_SET PROBLEM:_
Return each line of the items below that contains the word "face".

[Named region outline records]

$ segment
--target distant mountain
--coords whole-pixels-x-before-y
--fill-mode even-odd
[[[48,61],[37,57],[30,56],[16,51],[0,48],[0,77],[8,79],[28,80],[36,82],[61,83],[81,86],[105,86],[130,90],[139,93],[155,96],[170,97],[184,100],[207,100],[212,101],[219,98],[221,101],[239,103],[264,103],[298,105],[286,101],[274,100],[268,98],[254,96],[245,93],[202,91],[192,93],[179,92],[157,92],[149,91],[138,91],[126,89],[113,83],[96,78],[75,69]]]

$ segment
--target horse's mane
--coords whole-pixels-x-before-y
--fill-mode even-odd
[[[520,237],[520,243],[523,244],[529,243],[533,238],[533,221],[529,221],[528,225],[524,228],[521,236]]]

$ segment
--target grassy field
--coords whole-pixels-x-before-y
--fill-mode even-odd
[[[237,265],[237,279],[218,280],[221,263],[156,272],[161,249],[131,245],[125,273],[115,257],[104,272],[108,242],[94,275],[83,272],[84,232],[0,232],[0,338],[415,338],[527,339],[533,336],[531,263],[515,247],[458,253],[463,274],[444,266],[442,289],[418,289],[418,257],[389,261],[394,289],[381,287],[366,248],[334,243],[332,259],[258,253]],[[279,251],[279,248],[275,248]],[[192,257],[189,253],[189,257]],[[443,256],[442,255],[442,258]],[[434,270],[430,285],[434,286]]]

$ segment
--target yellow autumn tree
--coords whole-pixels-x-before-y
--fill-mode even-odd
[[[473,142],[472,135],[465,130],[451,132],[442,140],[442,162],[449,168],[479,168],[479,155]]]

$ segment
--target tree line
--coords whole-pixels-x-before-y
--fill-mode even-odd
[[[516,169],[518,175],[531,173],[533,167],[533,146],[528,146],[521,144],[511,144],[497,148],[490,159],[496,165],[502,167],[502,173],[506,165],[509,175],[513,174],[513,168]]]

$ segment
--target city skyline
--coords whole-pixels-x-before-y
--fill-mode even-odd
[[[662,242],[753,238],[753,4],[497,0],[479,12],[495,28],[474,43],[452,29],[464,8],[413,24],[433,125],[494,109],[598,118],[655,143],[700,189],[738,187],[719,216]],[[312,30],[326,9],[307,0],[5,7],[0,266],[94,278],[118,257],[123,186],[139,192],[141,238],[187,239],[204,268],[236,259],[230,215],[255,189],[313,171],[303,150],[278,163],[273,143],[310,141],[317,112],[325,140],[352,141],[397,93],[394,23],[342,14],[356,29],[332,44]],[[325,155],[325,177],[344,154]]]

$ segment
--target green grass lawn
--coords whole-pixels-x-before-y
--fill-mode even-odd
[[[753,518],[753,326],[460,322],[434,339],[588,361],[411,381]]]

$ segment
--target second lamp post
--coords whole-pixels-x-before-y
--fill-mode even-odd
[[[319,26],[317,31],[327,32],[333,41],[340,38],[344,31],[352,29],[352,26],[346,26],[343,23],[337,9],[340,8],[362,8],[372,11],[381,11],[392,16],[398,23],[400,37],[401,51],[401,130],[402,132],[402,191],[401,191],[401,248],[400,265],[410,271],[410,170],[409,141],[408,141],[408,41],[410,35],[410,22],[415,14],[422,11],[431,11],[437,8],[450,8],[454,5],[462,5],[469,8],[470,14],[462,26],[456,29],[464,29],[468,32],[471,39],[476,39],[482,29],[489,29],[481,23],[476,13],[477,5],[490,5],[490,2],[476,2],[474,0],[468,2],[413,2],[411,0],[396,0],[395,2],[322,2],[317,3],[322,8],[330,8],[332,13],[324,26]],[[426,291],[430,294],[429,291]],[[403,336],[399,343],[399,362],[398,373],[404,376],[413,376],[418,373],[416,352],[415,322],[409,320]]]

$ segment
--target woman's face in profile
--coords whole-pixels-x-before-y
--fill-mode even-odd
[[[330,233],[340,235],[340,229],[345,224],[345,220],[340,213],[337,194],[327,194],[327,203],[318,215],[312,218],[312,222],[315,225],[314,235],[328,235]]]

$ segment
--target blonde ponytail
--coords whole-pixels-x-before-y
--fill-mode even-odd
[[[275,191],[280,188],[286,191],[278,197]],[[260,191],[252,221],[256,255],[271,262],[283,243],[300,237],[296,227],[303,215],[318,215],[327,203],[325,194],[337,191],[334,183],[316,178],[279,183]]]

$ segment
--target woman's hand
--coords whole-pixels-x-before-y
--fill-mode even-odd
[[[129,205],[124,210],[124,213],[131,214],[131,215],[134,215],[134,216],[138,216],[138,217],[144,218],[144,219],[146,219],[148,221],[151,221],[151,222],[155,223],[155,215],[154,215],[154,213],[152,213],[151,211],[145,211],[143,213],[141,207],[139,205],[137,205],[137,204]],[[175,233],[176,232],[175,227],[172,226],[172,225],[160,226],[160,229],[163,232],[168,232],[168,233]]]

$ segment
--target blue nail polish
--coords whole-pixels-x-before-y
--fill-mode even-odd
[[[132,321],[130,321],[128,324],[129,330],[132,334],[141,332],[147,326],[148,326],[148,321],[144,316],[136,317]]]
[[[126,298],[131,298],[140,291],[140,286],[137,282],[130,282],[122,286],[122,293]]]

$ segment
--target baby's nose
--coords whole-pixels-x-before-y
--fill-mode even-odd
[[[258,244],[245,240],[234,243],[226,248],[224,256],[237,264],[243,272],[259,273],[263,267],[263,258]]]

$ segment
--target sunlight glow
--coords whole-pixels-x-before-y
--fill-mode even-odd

---

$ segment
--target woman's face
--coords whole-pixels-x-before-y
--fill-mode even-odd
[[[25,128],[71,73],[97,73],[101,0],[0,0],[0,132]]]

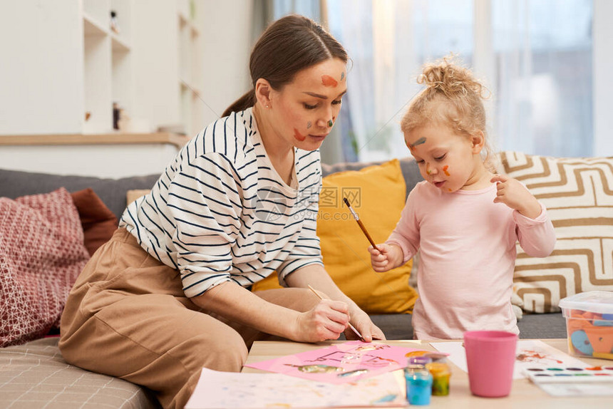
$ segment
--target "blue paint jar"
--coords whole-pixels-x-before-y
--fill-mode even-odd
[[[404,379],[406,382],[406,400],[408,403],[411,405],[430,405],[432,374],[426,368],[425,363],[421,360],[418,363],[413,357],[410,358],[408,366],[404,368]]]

_SOLUTION BELOW:_
--target woman's face in profile
--target woman's face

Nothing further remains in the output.